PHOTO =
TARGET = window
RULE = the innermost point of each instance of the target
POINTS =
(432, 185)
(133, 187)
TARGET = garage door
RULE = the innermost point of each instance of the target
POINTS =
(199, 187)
...
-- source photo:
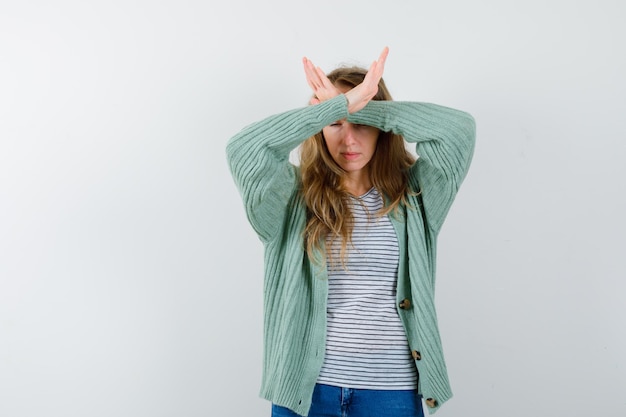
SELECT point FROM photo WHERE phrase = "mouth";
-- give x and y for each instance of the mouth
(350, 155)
---
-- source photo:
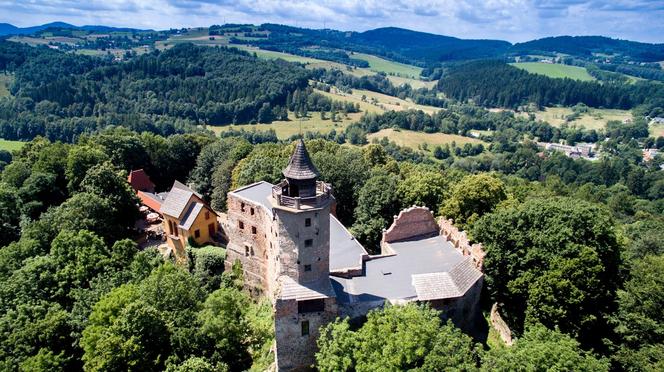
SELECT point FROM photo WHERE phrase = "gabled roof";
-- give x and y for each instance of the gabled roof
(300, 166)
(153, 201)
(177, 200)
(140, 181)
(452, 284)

Activity ▸ Which lines above contain the word "SELECT"? Copy each one.

Answer for this exercise ▸
SELECT point FROM photo WHERE phrase = "mouth";
SELECT point FROM photo WHERE phrase = "gabled roof";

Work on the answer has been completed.